-- Start Data excerpts --
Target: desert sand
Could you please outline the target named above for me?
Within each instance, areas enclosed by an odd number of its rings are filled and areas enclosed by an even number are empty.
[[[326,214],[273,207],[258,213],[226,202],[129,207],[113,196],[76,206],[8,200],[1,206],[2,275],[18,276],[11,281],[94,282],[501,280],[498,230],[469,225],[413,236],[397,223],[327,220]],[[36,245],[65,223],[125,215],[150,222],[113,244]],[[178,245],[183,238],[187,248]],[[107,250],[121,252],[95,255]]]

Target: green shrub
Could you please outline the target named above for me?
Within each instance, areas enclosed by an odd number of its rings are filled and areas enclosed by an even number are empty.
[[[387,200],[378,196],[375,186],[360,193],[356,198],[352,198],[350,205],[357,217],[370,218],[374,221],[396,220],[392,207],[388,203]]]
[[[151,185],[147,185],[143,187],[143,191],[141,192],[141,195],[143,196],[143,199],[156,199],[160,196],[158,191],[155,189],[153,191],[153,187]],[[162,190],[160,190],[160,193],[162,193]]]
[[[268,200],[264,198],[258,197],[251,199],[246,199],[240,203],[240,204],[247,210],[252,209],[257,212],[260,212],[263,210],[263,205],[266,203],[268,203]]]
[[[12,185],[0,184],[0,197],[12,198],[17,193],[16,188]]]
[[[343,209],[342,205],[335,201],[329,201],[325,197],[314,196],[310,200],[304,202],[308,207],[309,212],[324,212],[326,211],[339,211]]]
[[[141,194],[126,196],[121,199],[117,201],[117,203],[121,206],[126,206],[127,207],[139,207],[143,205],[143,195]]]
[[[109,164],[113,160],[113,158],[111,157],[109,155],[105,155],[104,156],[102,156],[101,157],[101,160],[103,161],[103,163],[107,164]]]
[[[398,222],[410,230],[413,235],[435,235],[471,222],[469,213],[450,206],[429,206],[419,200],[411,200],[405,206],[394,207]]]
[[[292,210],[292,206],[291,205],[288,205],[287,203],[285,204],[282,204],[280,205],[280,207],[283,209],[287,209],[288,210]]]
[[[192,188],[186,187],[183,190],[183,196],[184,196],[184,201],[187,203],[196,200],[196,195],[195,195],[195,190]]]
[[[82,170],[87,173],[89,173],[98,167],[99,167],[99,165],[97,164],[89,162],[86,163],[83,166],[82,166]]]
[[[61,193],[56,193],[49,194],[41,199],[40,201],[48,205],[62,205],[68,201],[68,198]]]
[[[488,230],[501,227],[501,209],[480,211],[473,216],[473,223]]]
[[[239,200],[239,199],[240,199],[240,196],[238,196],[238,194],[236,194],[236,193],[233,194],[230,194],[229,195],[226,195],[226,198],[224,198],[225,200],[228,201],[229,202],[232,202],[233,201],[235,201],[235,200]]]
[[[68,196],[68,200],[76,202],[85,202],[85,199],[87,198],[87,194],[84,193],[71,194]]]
-- End Data excerpts --
-- Aim of the task --
Change "outline" to "trace" everywhere in the records above, and reproduce them with everything else left as it is.

-- Full output --
Target: desert sand
Could you please trace the target named above for me?
Within each instance, areas enclosed by an odd number of its rings are filled and areas enclosed by an even number are empty.
[[[326,214],[273,207],[258,213],[226,202],[129,207],[113,196],[76,206],[8,200],[1,206],[2,275],[18,276],[11,281],[94,282],[501,280],[498,230],[469,225],[413,236],[397,223],[327,220]],[[36,245],[65,223],[125,215],[150,222],[113,244]],[[178,245],[183,238],[187,248]],[[107,250],[121,252],[95,255]]]

Target: green shrub
Could you please trace the target named above for me?
Within each instance, areas enclosed by an odd number of its rings are filled and areas enclosed by an even number are empty.
[[[387,200],[378,196],[375,186],[360,193],[356,198],[352,198],[350,205],[357,217],[370,218],[374,221],[396,220],[392,207],[388,203]]]
[[[151,185],[147,185],[143,187],[143,191],[141,192],[141,195],[143,196],[143,199],[156,199],[160,196],[158,191],[155,189],[153,191],[153,187]],[[162,190],[160,190],[160,193],[162,193]]]
[[[268,200],[264,198],[258,197],[251,199],[246,199],[240,203],[240,204],[247,210],[252,209],[257,212],[260,212],[263,210],[263,205],[266,203],[268,203]]]
[[[12,185],[0,184],[0,197],[12,198],[17,193],[16,188]]]
[[[343,209],[342,205],[335,201],[329,201],[325,197],[314,196],[310,200],[304,202],[308,207],[309,212],[324,212],[326,211],[339,211]]]
[[[141,194],[126,196],[121,199],[117,201],[117,203],[121,206],[126,206],[127,207],[139,207],[143,205],[143,195]]]
[[[109,164],[113,160],[113,158],[111,157],[109,155],[105,155],[104,156],[102,156],[101,157],[101,160],[103,161],[103,163],[107,164]]]
[[[398,222],[410,230],[413,235],[435,235],[471,222],[469,213],[450,206],[429,206],[419,200],[411,200],[405,206],[394,207]]]
[[[292,210],[292,206],[291,205],[288,205],[287,203],[285,204],[282,204],[280,205],[280,207],[283,209],[287,209],[288,210]]]
[[[192,188],[186,187],[183,190],[183,196],[184,196],[184,201],[187,203],[196,200],[196,195],[195,195],[195,190]]]
[[[82,170],[87,173],[89,173],[98,167],[99,167],[99,165],[97,164],[89,162],[86,163],[83,166],[82,166]]]
[[[61,193],[56,193],[49,194],[41,199],[40,201],[48,205],[62,205],[68,201],[68,198]]]
[[[488,230],[501,227],[501,209],[480,211],[473,216],[473,223]]]
[[[239,200],[239,199],[240,199],[240,196],[238,196],[238,194],[236,194],[236,193],[233,194],[230,194],[229,195],[226,195],[226,198],[224,198],[225,200],[228,201],[229,202],[232,202],[233,201],[235,201],[235,200]]]
[[[68,196],[68,200],[76,202],[85,202],[85,199],[87,198],[87,194],[84,193],[71,194]]]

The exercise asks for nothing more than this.